* Begin MATERIAL SUPPLIED *

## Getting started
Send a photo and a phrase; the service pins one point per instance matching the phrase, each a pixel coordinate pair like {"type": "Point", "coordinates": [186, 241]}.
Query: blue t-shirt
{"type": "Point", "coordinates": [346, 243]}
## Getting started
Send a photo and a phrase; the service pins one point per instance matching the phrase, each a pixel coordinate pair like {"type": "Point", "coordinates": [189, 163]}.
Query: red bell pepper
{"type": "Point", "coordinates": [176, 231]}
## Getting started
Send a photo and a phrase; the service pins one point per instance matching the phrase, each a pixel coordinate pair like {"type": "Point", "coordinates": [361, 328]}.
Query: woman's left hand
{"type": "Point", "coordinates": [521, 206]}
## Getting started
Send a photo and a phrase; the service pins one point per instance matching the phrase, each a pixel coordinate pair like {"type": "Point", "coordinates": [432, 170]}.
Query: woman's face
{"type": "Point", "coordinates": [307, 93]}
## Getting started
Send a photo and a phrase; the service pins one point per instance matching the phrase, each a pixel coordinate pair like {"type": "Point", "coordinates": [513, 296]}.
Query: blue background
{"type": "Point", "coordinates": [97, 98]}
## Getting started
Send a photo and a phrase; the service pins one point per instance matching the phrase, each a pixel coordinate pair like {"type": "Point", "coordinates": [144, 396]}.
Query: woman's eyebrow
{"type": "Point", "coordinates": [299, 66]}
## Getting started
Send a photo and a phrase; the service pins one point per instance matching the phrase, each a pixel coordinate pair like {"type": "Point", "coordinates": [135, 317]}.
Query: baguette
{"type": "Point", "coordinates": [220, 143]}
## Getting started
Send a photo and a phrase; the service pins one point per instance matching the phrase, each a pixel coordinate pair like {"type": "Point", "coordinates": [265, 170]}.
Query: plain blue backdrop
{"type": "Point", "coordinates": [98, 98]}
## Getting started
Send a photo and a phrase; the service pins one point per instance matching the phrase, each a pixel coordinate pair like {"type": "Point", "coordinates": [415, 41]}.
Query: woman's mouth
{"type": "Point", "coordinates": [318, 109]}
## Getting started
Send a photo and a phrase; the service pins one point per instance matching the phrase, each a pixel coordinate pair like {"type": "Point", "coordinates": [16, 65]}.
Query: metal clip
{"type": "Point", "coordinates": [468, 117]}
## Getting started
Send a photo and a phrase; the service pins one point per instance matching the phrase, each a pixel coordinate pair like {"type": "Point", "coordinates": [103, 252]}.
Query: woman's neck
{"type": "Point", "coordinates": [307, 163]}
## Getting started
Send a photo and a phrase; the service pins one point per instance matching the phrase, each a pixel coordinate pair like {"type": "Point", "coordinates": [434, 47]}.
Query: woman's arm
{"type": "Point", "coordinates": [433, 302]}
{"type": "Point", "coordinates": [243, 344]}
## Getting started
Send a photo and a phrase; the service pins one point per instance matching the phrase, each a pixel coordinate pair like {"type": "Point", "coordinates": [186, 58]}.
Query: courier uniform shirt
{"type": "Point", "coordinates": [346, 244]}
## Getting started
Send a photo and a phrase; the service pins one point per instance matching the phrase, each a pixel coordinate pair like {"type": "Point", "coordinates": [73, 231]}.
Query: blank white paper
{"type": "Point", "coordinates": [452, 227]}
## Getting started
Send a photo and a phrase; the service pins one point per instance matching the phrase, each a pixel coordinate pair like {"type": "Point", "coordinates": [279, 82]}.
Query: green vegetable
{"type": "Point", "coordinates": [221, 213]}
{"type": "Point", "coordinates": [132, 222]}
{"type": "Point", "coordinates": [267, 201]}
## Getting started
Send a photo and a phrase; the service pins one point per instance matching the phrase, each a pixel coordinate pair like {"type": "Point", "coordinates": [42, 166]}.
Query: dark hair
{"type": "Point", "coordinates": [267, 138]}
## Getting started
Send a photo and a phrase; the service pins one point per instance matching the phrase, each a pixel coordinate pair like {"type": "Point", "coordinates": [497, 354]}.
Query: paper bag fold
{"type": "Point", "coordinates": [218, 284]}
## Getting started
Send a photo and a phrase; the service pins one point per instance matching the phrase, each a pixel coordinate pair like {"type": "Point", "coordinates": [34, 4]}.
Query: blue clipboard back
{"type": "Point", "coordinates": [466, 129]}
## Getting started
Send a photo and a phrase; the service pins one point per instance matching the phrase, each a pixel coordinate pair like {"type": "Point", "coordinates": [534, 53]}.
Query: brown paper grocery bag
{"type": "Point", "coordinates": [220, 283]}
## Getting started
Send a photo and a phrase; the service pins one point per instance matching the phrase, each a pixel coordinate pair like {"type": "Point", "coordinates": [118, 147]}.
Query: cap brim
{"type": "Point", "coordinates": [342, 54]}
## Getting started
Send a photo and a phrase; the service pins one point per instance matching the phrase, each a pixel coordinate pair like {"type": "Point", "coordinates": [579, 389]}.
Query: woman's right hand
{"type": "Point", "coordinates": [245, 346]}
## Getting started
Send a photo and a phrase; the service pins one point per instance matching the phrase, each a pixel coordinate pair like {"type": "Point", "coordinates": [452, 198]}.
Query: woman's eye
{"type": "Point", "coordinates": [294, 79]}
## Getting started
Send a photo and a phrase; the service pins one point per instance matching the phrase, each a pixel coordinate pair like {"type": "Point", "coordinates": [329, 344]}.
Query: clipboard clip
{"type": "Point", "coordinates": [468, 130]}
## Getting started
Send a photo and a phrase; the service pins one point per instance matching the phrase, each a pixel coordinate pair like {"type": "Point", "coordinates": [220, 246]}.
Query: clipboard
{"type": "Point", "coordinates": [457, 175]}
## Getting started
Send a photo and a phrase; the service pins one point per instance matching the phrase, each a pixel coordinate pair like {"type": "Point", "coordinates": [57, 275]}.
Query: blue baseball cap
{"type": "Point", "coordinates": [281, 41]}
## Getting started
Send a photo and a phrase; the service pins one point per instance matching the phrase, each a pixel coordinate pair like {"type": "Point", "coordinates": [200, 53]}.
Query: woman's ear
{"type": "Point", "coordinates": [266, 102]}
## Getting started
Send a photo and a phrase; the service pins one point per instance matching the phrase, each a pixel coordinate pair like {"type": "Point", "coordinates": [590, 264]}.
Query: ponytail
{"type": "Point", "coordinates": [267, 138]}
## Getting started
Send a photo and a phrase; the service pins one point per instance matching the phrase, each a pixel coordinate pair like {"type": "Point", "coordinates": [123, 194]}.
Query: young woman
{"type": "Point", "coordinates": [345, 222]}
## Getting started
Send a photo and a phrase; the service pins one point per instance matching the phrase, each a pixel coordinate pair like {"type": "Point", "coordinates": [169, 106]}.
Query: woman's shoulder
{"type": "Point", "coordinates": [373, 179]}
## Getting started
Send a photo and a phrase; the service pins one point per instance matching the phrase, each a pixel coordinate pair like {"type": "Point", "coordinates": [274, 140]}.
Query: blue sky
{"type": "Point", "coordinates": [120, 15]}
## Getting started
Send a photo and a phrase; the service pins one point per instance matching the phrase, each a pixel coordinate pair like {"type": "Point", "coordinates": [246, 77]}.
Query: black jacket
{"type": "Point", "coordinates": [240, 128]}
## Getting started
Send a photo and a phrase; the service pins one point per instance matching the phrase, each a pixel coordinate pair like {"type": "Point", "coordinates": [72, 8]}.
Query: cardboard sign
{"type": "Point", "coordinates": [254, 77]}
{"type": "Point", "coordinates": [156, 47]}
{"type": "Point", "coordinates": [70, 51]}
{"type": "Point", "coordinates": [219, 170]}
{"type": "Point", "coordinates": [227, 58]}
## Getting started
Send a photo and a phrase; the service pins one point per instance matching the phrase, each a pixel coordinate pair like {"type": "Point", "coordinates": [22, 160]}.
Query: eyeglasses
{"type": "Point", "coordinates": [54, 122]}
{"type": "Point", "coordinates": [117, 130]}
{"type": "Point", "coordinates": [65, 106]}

* End MATERIAL SUPPLIED *

> _WHAT THE TASK ASKS_
Output the lines above verbatim and in full.

> _TASK SOLUTION_
## Getting started
Send a photo and a phrase; the service pins one point per instance matching the phrase, each a pixel coordinate pair like {"type": "Point", "coordinates": [186, 241]}.
Query: blue t-shirt
{"type": "Point", "coordinates": [346, 243]}
## Getting started
Send a photo and a phrase; the service pins one point per instance matching the phrase, each a pixel coordinate pair like {"type": "Point", "coordinates": [189, 163]}.
Query: red bell pepper
{"type": "Point", "coordinates": [176, 231]}
## Getting started
Send a photo and a phrase; the service pins one point per instance matching the phrase, each a pixel coordinate pair like {"type": "Point", "coordinates": [361, 328]}.
Query: woman's left hand
{"type": "Point", "coordinates": [521, 206]}
## Getting started
Send a photo and a phrase; the service pins one point per instance matching the phrase, each a pixel coordinate pair like {"type": "Point", "coordinates": [432, 170]}.
Query: woman's face
{"type": "Point", "coordinates": [307, 93]}
## Getting started
Send a photo and a phrase; the service pins one point per instance matching the phrase, each a pixel coordinate pair like {"type": "Point", "coordinates": [513, 296]}.
Query: blue background
{"type": "Point", "coordinates": [97, 98]}
## Getting started
Send a photo and a phrase; the service pins one point per instance matching the phrase, each a pixel coordinate pair like {"type": "Point", "coordinates": [144, 396]}.
Query: woman's eyebrow
{"type": "Point", "coordinates": [299, 66]}
## Getting started
Send a photo and a phrase; the service pins one point per instance matching the phrase, each a pixel coordinate pair like {"type": "Point", "coordinates": [135, 317]}.
Query: baguette
{"type": "Point", "coordinates": [220, 143]}
## Getting started
Send a photo and a phrase; the service pins one point per instance matching the phrase, each a pixel coordinate pair like {"type": "Point", "coordinates": [265, 170]}.
Query: plain blue backdrop
{"type": "Point", "coordinates": [98, 98]}
## Getting started
Send a photo and a phrase; the service pins one point per instance matching the phrase, each a pixel coordinate pair like {"type": "Point", "coordinates": [415, 41]}.
Query: woman's mouth
{"type": "Point", "coordinates": [318, 109]}
## Getting started
Send a photo and a phrase; the service pins one point per instance matching the phrase, each a pixel coordinate pair like {"type": "Point", "coordinates": [16, 65]}.
Query: metal clip
{"type": "Point", "coordinates": [468, 117]}
## Getting started
Send a photo and a phrase; the service pins one point per instance matching the phrase, each a pixel coordinate pair like {"type": "Point", "coordinates": [103, 252]}.
Query: woman's neck
{"type": "Point", "coordinates": [307, 163]}
## Getting started
Send a photo and a phrase; the service pins one point per instance matching the phrase, each a pixel coordinate pair like {"type": "Point", "coordinates": [434, 47]}.
Query: woman's arm
{"type": "Point", "coordinates": [433, 302]}
{"type": "Point", "coordinates": [243, 344]}
## Getting started
Send a photo and a phrase; the service pins one point per instance matching the phrase, each a pixel coordinate pair like {"type": "Point", "coordinates": [186, 58]}.
Query: courier uniform shirt
{"type": "Point", "coordinates": [346, 244]}
## Getting started
Send a photo and a phrase; the service pins one point per instance matching the phrase, each a pixel coordinate pair like {"type": "Point", "coordinates": [73, 231]}.
Query: blank white paper
{"type": "Point", "coordinates": [452, 227]}
## Getting started
Send a photo and a phrase; the service pins one point per instance matching the phrase, each a pixel coordinate pair like {"type": "Point", "coordinates": [279, 82]}.
Query: green vegetable
{"type": "Point", "coordinates": [221, 213]}
{"type": "Point", "coordinates": [132, 222]}
{"type": "Point", "coordinates": [267, 201]}
## Getting started
Send a photo and a phrase; the service pins one point per instance matching the phrase, each a pixel coordinate pair like {"type": "Point", "coordinates": [42, 166]}.
Query: dark hair
{"type": "Point", "coordinates": [267, 138]}
## Getting started
Send a photo and a phrase; the service pins one point per instance matching the phrase, each a pixel coordinate pair like {"type": "Point", "coordinates": [497, 354]}.
Query: paper bag fold
{"type": "Point", "coordinates": [218, 284]}
## Getting started
Send a photo and a phrase; the service pins one point per instance matching the phrase, each a pixel coordinate pair like {"type": "Point", "coordinates": [34, 4]}.
Query: blue clipboard back
{"type": "Point", "coordinates": [466, 129]}
## Getting started
Send a photo and a phrase; the service pins one point per instance matching the phrase, each a pixel coordinate pair like {"type": "Point", "coordinates": [534, 53]}.
Query: brown paper grocery bag
{"type": "Point", "coordinates": [220, 283]}
## Getting started
Send a photo and a phrase; the service pins one point per instance matching the phrase, each a pixel coordinate pair like {"type": "Point", "coordinates": [118, 147]}.
Query: cap brim
{"type": "Point", "coordinates": [342, 54]}
## Getting started
Send a photo and a phrase; the service pins one point per instance matching the phrase, each a pixel coordinate pair like {"type": "Point", "coordinates": [579, 389]}.
Query: woman's right hand
{"type": "Point", "coordinates": [245, 346]}
## Getting started
Send a photo and a phrase; the service pins one point per instance matching the phrase, each a pixel coordinate pair like {"type": "Point", "coordinates": [452, 198]}.
Query: woman's eye
{"type": "Point", "coordinates": [294, 79]}
## Getting started
Send a photo and a phrase; the service pins one point per instance matching the phrase, each a pixel coordinate pair like {"type": "Point", "coordinates": [329, 344]}.
Query: clipboard clip
{"type": "Point", "coordinates": [468, 130]}
## Getting started
Send a photo and a phrase; the service pins one point per instance matching the phrase, each a pixel coordinate pair like {"type": "Point", "coordinates": [220, 246]}.
Query: clipboard
{"type": "Point", "coordinates": [457, 175]}
## Getting started
Send a photo and a phrase; the service pins one point per instance matching the phrase, each a pixel coordinate pair like {"type": "Point", "coordinates": [57, 275]}.
Query: blue baseball cap
{"type": "Point", "coordinates": [281, 41]}
## Getting started
Send a photo and a phrase; the service pins one point per instance matching the phrase, each a pixel coordinate pair like {"type": "Point", "coordinates": [200, 53]}.
Query: woman's ear
{"type": "Point", "coordinates": [266, 102]}
## Getting started
Send a photo and a phrase; the service pins one point per instance matching the phrase, each a pixel coordinate pair like {"type": "Point", "coordinates": [590, 264]}.
Query: ponytail
{"type": "Point", "coordinates": [267, 138]}
## Getting started
Send a photo and a phrase; the service pins one point per instance matching the phrase, each a pixel coordinate pair like {"type": "Point", "coordinates": [123, 194]}.
Query: young woman
{"type": "Point", "coordinates": [345, 222]}
## Getting started
Send a photo and a phrase; the service pins one point per instance matching the phrase, each a pixel coordinate pair like {"type": "Point", "coordinates": [169, 106]}.
Query: woman's shoulder
{"type": "Point", "coordinates": [373, 179]}
## Getting started
Send a photo and a phrase; the service pins one point per instance matching the phrase, each a pixel coordinate pair like {"type": "Point", "coordinates": [274, 140]}.
Query: blue sky
{"type": "Point", "coordinates": [120, 15]}
## Getting started
Send a photo and a phrase; the service pins one point per instance matching the phrase, each a pixel coordinate pair like {"type": "Point", "coordinates": [246, 77]}.
Query: black jacket
{"type": "Point", "coordinates": [240, 128]}
## Getting started
Send a photo and a phrase; the service pins one point per instance matching the phrase, each a pixel coordinate pair like {"type": "Point", "coordinates": [72, 8]}.
Query: cardboard sign
{"type": "Point", "coordinates": [254, 77]}
{"type": "Point", "coordinates": [156, 47]}
{"type": "Point", "coordinates": [70, 51]}
{"type": "Point", "coordinates": [219, 170]}
{"type": "Point", "coordinates": [227, 58]}
## Getting started
Send a photo and a phrase; the service pins one point per instance matching the phrase, each a pixel coordinate pair like {"type": "Point", "coordinates": [22, 160]}.
Query: eyeglasses
{"type": "Point", "coordinates": [54, 122]}
{"type": "Point", "coordinates": [117, 130]}
{"type": "Point", "coordinates": [65, 106]}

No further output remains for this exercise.